### PROBLEM TO SOLVE
Return every record below exactly as written, omitting any pictures.

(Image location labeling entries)
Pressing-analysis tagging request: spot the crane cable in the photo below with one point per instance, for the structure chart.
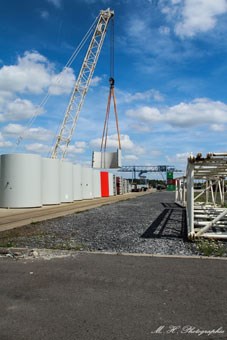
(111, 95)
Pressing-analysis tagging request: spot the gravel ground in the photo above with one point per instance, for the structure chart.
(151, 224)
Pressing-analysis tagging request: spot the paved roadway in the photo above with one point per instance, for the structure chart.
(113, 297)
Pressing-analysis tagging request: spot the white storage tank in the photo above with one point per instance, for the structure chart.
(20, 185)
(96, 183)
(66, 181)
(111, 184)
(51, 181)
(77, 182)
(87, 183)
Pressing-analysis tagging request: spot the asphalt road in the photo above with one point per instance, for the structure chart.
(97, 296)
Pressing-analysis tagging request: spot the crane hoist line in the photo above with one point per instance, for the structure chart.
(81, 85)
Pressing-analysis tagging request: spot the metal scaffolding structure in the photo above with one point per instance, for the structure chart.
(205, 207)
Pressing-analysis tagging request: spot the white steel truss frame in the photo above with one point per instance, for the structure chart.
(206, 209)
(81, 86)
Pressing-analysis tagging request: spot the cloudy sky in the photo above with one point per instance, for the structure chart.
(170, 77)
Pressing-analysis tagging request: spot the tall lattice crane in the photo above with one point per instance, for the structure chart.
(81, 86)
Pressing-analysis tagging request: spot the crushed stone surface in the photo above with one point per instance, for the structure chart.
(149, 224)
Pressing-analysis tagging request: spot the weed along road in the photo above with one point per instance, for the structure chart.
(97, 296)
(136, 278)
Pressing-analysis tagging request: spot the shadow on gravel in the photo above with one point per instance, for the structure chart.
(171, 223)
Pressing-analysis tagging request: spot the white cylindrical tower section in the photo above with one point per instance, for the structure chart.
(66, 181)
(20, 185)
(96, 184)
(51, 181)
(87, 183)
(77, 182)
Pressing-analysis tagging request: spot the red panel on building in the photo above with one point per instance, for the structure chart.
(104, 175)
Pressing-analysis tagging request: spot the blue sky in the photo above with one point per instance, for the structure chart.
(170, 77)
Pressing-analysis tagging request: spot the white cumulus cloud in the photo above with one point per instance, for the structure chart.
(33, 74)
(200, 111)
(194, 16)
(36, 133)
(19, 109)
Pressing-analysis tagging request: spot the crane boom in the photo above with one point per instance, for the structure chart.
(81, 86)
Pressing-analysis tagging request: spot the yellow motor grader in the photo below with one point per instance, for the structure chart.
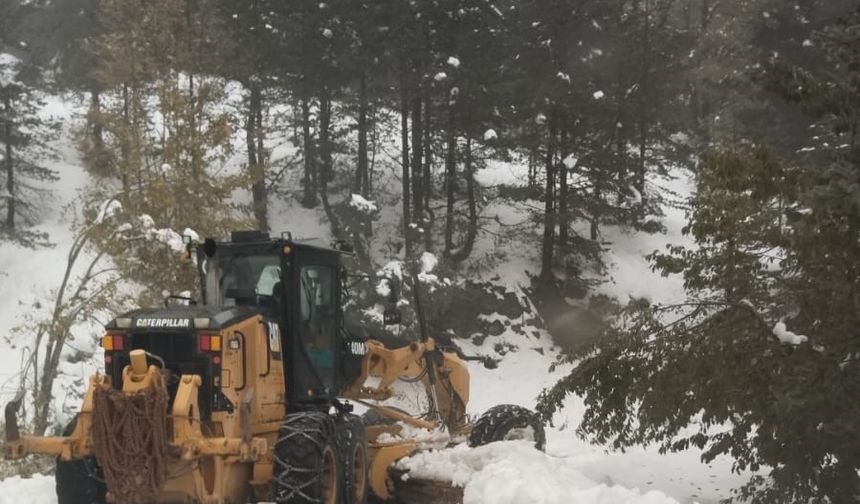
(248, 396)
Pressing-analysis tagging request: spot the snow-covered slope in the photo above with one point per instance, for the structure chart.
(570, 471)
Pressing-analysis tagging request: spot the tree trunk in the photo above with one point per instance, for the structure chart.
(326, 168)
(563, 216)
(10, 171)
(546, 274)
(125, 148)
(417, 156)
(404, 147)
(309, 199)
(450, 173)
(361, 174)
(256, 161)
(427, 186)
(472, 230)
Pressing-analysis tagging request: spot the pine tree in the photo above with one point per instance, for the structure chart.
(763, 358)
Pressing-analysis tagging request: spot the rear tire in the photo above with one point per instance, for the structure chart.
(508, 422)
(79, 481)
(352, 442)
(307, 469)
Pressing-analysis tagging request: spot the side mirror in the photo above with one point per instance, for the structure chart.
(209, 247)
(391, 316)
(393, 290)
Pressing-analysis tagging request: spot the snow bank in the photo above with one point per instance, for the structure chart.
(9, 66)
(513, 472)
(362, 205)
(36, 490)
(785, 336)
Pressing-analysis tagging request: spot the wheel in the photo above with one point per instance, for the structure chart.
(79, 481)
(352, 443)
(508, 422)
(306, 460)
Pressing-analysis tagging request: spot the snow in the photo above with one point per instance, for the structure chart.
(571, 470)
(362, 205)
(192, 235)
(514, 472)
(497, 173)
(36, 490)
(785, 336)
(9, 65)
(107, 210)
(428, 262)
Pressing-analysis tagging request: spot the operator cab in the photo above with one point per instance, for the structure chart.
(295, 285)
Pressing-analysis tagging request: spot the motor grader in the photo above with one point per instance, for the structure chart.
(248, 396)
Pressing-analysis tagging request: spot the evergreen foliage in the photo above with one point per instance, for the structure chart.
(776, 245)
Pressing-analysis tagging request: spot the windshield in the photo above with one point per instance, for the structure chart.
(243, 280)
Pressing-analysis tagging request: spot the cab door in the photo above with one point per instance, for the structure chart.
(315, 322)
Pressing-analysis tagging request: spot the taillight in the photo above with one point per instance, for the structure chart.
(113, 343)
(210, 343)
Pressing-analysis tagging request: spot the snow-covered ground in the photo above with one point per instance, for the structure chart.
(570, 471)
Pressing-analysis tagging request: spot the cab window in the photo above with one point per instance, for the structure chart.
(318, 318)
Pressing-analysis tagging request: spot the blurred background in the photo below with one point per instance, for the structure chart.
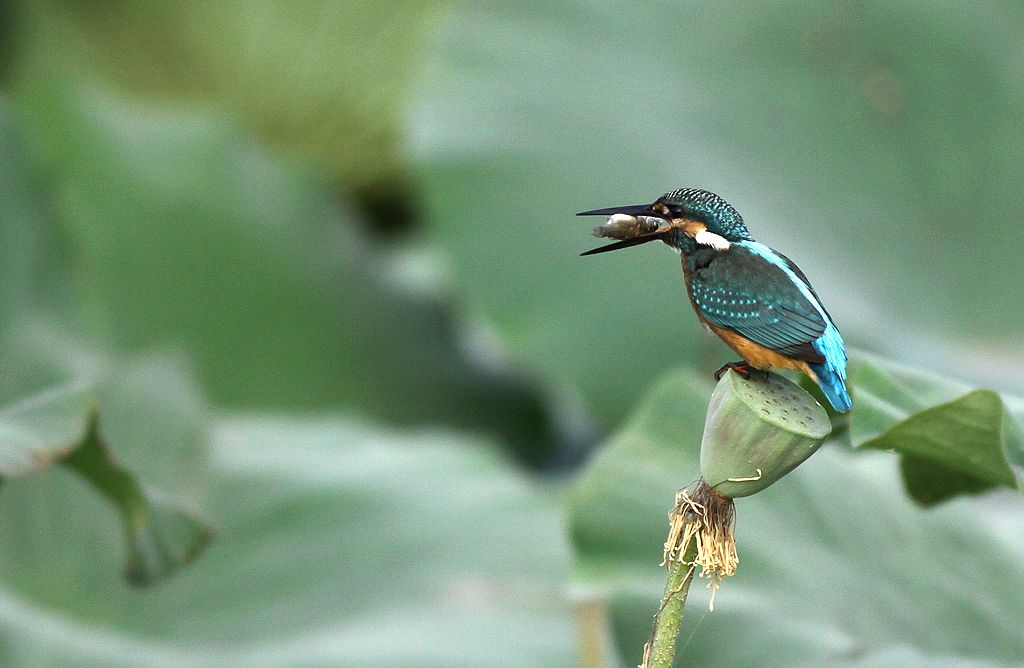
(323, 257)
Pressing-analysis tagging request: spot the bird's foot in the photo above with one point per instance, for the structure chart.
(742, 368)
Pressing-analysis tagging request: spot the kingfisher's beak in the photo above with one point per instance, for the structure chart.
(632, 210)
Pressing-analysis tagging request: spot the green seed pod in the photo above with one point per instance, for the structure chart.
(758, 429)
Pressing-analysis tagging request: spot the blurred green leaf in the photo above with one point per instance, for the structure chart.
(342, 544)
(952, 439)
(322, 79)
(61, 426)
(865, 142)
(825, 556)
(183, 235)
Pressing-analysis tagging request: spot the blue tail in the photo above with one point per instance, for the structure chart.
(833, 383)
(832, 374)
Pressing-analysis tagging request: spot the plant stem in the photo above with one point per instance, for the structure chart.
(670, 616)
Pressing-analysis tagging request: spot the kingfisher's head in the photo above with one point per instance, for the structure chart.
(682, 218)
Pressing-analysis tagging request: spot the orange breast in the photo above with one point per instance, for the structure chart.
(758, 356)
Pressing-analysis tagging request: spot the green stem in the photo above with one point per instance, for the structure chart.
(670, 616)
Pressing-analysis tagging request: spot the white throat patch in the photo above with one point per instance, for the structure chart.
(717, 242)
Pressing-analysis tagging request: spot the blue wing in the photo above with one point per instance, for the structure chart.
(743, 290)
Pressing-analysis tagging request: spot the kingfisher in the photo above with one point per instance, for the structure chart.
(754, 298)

### FINISHED TASK
Pressing-analysis tagging request: spot the crane cable in the photo below with one point per instance, for the structure chart.
(111, 95)
Pressing-analysis tagging request: spot the gravel ground in the photo above with one point per instance, for the structure chart.
(151, 224)
Pressing-analysis tagging request: spot the paved roadway in the photo above with one point per instance, for the structure chart.
(113, 297)
Pressing-analysis tagging request: spot the white storage tank in the photo above with one point per instance, for the structure chart.
(20, 185)
(96, 183)
(66, 181)
(111, 184)
(51, 181)
(77, 182)
(87, 183)
Pressing-analysis tagging request: spot the asphalt road in the photo above with one point per instance, for the structure chart.
(97, 296)
Pressing-analysis tagging request: spot the crane hoist line in the photo above with one point per instance, for the structure chart.
(81, 85)
Pressing-analysis tagging request: spot the metal scaffolding structure in the photo above with one point per instance, for the structure chart.
(205, 207)
Pressing-analysis tagging request: spot the white steel truss frame in the photo above with one point per instance, for the structure chart.
(206, 209)
(81, 86)
Pressing-analysis tagging request: spot the cloudy sky in the photo above with one point per instance, for the structure chart.
(170, 77)
Pressing-analysis tagging request: spot the tall lattice crane in the photo above with one point per instance, for the structure chart.
(81, 86)
Pressing-analysis tagging request: spot the crushed stone surface in the photo above with one point per instance, for the structure chart.
(149, 224)
Pressing-analysis tagging request: spot the weed along road in the photo above with one point per instance, for the structure chart.
(97, 296)
(136, 278)
Pressing-analysis tagging request: spot the shadow on gravel in the photo above with one point per instance, for the structure chart.
(171, 223)
Pressing-analysis tagging request: spot the white cylindrical tower section in the photo above with one point per instance, for the structure chart.
(66, 181)
(20, 185)
(96, 184)
(51, 181)
(87, 183)
(77, 182)
Pressing-analysis tagging request: spot the red panel on building in the photo above with one point per instance, for the structure chart.
(104, 175)
Pressing-analysis tagging request: spot the blue sky in the photo above with one point per instance, for the structure chart.
(170, 77)
Pressing-analysis tagging request: spot the white cumulus cloud in the photo above with one point per instance, for the structure chart.
(33, 74)
(200, 111)
(194, 16)
(36, 133)
(19, 109)
Pressing-analysis tagging request: spot the crane boom in the photo above with one point per instance, for the structure chart.
(81, 86)
Pressing-analysis tagging request: spot the yellow motor grader in the photo below with one point per instance, for the structure chart.
(248, 396)
Pressing-analysis tagging request: spot the snow-covered slope in the photo above with one point per instance, for the structure chart.
(570, 471)
Pressing-analysis tagging request: spot the tree trunk in the photo above with one point per instance, for the structure chart.
(326, 168)
(563, 216)
(10, 171)
(546, 274)
(125, 148)
(417, 156)
(404, 147)
(309, 199)
(450, 173)
(361, 174)
(256, 161)
(427, 186)
(472, 230)
Pressing-analysis tagging request: spot the pine tree in the photo above with one point per instance, for the structure chart.
(763, 358)
Pressing-analysis tagging request: spot the rear tire in the photo above with one point per instance, for the structure chart.
(508, 422)
(79, 481)
(352, 442)
(307, 469)
Pressing-analysis tagging request: spot the side mirror in the photo above with one point per instance, for the structure chart.
(209, 247)
(391, 316)
(393, 290)
Pressing-analysis tagging request: spot the snow bank in the photo above with one point per instance, for the structure chart.
(9, 66)
(513, 472)
(362, 205)
(36, 490)
(785, 336)
Pressing-analysis tagging request: spot the wheel in the photo above with one point per instance, for the structure chart.
(79, 481)
(352, 443)
(508, 422)
(306, 460)
Pressing-analysis tagging request: spot the snow in the photo above with one point per instance, for the structure chart.
(571, 470)
(362, 205)
(192, 235)
(514, 472)
(497, 173)
(36, 490)
(785, 336)
(9, 65)
(107, 210)
(428, 262)
Pressing-analysis tagging request: spot the operator cab in the photo above with one point per instance, for the structure chart.
(295, 285)
Pressing-analysis tagging request: spot the motor grader in the photo above with one point per instance, for the structure chart.
(248, 396)
Pressing-analysis tagging request: spot the evergreen foliage in the photo above with one point per instance, for the structure chart.
(776, 245)
Pressing-analysis tagging request: spot the windshield in the photo above with one point per instance, for the structure chart.
(243, 280)
Pressing-analysis tagging request: spot the cab door in the photo above with one point per instance, for the structure chart.
(315, 322)
Pressing-analysis tagging request: spot the taillight in the photo above with one point per instance, for the structure chart.
(113, 343)
(210, 343)
Pressing-analysis tagging request: spot the snow-covered ground in the photo above with one point per instance, for the structure chart.
(570, 471)
Pressing-analysis tagging request: spot the cab window in the photo above with one point per instance, for the structure chart.
(318, 318)
Pressing-analysis tagging request: spot the blurred background in the photo below with one point per instance, for the structure chart.
(323, 257)
Pressing-analysis tagging request: spot the bird's foot in the photo above with one point per instance, for the structure chart.
(742, 368)
Pressing-analysis tagging request: spot the kingfisher's beak in the photo above with one point per instance, for the structure chart.
(632, 210)
Pressing-analysis tagging request: spot the green seed pod in the photo above with one point per instance, for the structure chart.
(758, 429)
Pressing-analysis tagging request: spot the blurred green leaf in the photo above with one point per instance, for the structure chart.
(342, 544)
(952, 439)
(322, 79)
(61, 426)
(865, 142)
(825, 556)
(183, 235)
Pressing-analysis tagging request: spot the blue tail in the photo above with one point per instance, for the structure chart.
(833, 383)
(832, 374)
Pressing-analysis tagging request: spot the plant stem in the photo above with one point per instance, for the structure chart.
(670, 616)
Pressing-analysis tagging request: spot the kingfisher's head in the photo above with one point per instance, for the structure chart.
(682, 218)
Pressing-analysis tagging request: spot the orange breast in the photo above with one point per instance, for the structure chart.
(758, 356)
Pressing-analysis tagging request: spot the green stem in the photo above with one point per instance, for the structure chart.
(670, 616)
Pressing-analysis tagging request: spot the white throat patch in the photo above with one point per instance, for the structure chart.
(717, 242)
Pressing-analysis tagging request: spot the blue wing in the photo above with one point per instance, for the structure chart.
(743, 290)
Pressing-analysis tagging request: spot the kingfisher in the photo above with one point per instance, for the structure chart.
(754, 298)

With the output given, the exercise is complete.